=== EXERCISE ===
Each record below has to be printed verbatim.
[[ INPUT FOR THIS TASK open ]]
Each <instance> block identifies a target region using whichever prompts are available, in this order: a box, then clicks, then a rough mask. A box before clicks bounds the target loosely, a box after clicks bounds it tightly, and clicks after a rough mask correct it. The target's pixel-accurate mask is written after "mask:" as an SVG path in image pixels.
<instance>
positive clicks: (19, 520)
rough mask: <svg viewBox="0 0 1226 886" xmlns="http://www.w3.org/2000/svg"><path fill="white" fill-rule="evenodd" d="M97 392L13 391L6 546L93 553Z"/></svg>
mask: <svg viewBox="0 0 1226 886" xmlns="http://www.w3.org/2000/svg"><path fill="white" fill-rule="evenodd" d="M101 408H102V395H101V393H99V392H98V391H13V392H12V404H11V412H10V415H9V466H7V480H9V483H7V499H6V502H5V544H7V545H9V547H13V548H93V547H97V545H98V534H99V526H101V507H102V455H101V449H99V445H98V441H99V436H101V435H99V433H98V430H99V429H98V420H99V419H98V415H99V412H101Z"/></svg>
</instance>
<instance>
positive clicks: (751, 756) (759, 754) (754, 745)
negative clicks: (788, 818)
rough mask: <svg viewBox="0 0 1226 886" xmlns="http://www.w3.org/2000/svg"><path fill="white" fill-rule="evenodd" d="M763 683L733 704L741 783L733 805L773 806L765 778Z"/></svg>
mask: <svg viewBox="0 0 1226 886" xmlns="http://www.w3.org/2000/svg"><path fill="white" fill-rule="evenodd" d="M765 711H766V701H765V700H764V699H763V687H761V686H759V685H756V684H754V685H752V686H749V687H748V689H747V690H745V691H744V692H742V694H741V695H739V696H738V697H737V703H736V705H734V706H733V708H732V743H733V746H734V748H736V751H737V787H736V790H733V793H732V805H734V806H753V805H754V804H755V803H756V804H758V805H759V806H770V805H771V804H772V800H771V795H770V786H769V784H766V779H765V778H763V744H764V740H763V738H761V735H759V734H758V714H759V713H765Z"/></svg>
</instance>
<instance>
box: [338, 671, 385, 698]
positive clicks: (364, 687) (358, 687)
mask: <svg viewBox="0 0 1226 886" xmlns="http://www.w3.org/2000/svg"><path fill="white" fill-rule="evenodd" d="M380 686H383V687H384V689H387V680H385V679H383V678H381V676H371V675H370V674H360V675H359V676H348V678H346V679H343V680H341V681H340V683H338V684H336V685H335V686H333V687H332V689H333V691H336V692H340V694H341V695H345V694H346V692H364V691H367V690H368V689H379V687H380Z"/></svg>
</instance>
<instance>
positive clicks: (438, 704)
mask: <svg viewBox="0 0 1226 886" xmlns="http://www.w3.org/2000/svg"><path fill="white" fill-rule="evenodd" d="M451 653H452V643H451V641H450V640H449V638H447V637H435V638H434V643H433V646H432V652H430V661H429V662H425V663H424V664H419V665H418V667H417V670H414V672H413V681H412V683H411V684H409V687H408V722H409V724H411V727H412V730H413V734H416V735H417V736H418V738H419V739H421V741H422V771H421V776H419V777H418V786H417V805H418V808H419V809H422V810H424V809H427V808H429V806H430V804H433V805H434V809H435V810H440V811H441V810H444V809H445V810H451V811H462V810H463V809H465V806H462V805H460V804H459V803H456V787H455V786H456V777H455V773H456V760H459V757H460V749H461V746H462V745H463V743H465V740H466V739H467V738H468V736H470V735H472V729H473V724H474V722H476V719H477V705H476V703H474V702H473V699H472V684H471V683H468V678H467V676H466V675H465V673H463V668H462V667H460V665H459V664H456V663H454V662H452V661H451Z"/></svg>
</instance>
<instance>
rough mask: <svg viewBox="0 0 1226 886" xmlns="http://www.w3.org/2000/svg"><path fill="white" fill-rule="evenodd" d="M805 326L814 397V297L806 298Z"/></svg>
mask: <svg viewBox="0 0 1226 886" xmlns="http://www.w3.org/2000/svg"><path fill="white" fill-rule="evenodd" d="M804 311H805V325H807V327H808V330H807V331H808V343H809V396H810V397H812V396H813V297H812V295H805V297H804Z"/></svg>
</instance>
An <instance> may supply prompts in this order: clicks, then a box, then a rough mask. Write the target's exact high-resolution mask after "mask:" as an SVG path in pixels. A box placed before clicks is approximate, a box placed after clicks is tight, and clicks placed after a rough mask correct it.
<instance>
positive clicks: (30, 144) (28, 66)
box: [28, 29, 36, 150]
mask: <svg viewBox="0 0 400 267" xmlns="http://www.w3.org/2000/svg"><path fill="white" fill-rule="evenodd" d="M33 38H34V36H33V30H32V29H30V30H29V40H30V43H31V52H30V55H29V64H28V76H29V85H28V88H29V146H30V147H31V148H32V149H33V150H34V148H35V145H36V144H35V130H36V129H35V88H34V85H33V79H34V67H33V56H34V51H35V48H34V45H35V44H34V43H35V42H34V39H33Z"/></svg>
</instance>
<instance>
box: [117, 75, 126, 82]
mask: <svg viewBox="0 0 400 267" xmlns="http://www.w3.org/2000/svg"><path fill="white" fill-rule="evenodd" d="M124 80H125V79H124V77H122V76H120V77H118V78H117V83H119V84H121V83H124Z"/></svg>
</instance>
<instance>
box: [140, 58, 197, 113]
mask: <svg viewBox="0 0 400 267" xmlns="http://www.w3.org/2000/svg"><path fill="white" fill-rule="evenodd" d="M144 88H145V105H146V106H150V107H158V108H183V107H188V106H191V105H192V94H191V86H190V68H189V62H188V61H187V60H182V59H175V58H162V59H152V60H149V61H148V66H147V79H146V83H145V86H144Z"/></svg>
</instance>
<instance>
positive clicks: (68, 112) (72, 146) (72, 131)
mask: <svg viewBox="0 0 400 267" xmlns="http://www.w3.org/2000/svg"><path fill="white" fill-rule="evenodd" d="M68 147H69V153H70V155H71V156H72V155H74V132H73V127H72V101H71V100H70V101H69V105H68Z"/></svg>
[[ INPUT FOR THIS TASK closed ]]
=== SOLUTION FOR THIS PROBLEM ===
Each <instance> block identifies a target region using whichever prompts are available, in this order: a box, then clicks, then a rough mask. A box before clicks bounds the target loosely, a box after clicks bounds it tightly, and clicks after a rough mask correct it. The target's pixel-accurate mask is written after "mask:" as an SVG path in image pixels.
<instance>
positive clicks: (19, 520)
rough mask: <svg viewBox="0 0 1226 886" xmlns="http://www.w3.org/2000/svg"><path fill="white" fill-rule="evenodd" d="M97 392L13 391L6 546L93 553Z"/></svg>
mask: <svg viewBox="0 0 1226 886" xmlns="http://www.w3.org/2000/svg"><path fill="white" fill-rule="evenodd" d="M101 408H102V395H101V393H99V392H98V391H13V392H12V404H11V412H10V415H9V466H7V480H9V483H7V499H6V502H5V544H7V545H9V547H13V548H93V547H97V545H98V534H99V526H101V507H102V455H101V449H99V445H98V441H99V436H101V435H99V433H98V430H99V429H98V420H99V419H98V415H99V412H101Z"/></svg>
</instance>
<instance>
positive clicks: (751, 756) (759, 754) (754, 745)
negative clicks: (788, 818)
rough mask: <svg viewBox="0 0 1226 886" xmlns="http://www.w3.org/2000/svg"><path fill="white" fill-rule="evenodd" d="M763 683L733 704L741 783L733 805L773 806L765 778Z"/></svg>
mask: <svg viewBox="0 0 1226 886" xmlns="http://www.w3.org/2000/svg"><path fill="white" fill-rule="evenodd" d="M765 711H766V701H765V700H764V699H763V687H761V686H759V685H756V684H754V685H752V686H749V687H748V689H747V690H745V691H744V692H742V694H741V695H739V696H738V697H737V703H736V705H734V706H733V708H732V743H733V746H734V748H736V751H737V787H736V790H733V793H732V805H734V806H753V805H754V804H755V803H756V804H758V805H759V806H770V805H771V804H772V800H771V795H770V786H769V784H766V779H765V778H763V744H764V740H763V738H761V735H759V734H758V714H759V713H765Z"/></svg>
</instance>
<instance>
box: [338, 671, 385, 698]
positive clicks: (364, 687) (358, 687)
mask: <svg viewBox="0 0 1226 886" xmlns="http://www.w3.org/2000/svg"><path fill="white" fill-rule="evenodd" d="M380 686H383V687H384V689H387V680H385V679H383V678H381V676H371V675H370V674H360V675H359V676H348V678H346V679H343V680H341V681H340V683H338V684H336V685H335V686H333V687H332V689H333V691H336V692H340V694H341V695H345V694H346V692H364V691H367V690H368V689H379V687H380Z"/></svg>
</instance>
<instance>
positive clicks: (438, 704)
mask: <svg viewBox="0 0 1226 886" xmlns="http://www.w3.org/2000/svg"><path fill="white" fill-rule="evenodd" d="M451 653H452V643H451V641H450V640H449V638H447V637H435V638H434V643H433V646H432V652H430V661H429V662H425V663H424V664H419V665H418V667H417V670H414V672H413V681H412V683H411V684H409V687H408V722H409V724H411V727H412V730H413V734H416V735H417V736H418V738H419V739H421V741H422V771H421V776H419V777H418V786H417V805H418V808H419V809H422V810H424V809H427V808H429V806H430V804H433V805H434V809H435V810H440V811H441V810H444V809H445V810H451V811H462V810H463V809H465V806H462V805H460V804H459V803H456V787H455V786H456V777H455V773H456V760H459V757H460V749H461V746H462V745H463V743H465V740H466V739H467V738H468V736H470V735H472V729H473V724H474V722H476V719H477V705H476V703H474V702H473V699H472V684H471V683H468V678H467V676H466V675H465V673H463V668H462V667H460V665H459V664H456V663H454V662H452V661H451Z"/></svg>
</instance>
<instance>
rough mask: <svg viewBox="0 0 1226 886" xmlns="http://www.w3.org/2000/svg"><path fill="white" fill-rule="evenodd" d="M805 326L814 397V297L806 298Z"/></svg>
mask: <svg viewBox="0 0 1226 886" xmlns="http://www.w3.org/2000/svg"><path fill="white" fill-rule="evenodd" d="M804 311H805V325H807V327H808V330H807V331H808V343H809V396H810V397H812V396H813V297H812V295H805V297H804Z"/></svg>
</instance>
An <instance> may supply prompts in this order: clicks, then a box, then a rough mask. Write the target's exact high-resolution mask after "mask:" as an SVG path in pixels. A box placed before clicks is approximate, a box placed after clicks is tight, and clicks placed after a rough mask correct it.
<instance>
positive clicks: (30, 144) (28, 66)
box: [28, 29, 36, 150]
mask: <svg viewBox="0 0 400 267" xmlns="http://www.w3.org/2000/svg"><path fill="white" fill-rule="evenodd" d="M33 38H34V36H33V30H32V29H30V30H29V40H30V43H31V52H30V55H29V64H28V76H29V85H28V88H29V146H30V147H31V148H32V149H33V150H34V148H35V145H36V144H35V130H36V129H35V88H34V85H33V79H34V67H33V56H34V51H35V48H34V45H35V44H34V43H35V42H34V39H33Z"/></svg>
</instance>
<instance>
box: [117, 75, 126, 82]
mask: <svg viewBox="0 0 400 267" xmlns="http://www.w3.org/2000/svg"><path fill="white" fill-rule="evenodd" d="M124 80H125V79H124V77H122V76H120V77H118V78H117V83H119V84H121V83H124Z"/></svg>
</instance>
<instance>
box: [140, 58, 197, 113]
mask: <svg viewBox="0 0 400 267" xmlns="http://www.w3.org/2000/svg"><path fill="white" fill-rule="evenodd" d="M144 88H145V105H146V106H150V107H158V108H183V107H188V106H191V105H192V94H191V86H190V68H189V62H188V61H187V60H182V59H175V58H162V59H152V60H149V61H148V66H147V79H146V83H145V86H144Z"/></svg>
</instance>
<instance>
positive clicks: (68, 112) (72, 146) (72, 131)
mask: <svg viewBox="0 0 400 267" xmlns="http://www.w3.org/2000/svg"><path fill="white" fill-rule="evenodd" d="M68 147H69V153H70V155H71V156H72V155H74V132H73V127H72V101H71V100H70V101H69V105H68Z"/></svg>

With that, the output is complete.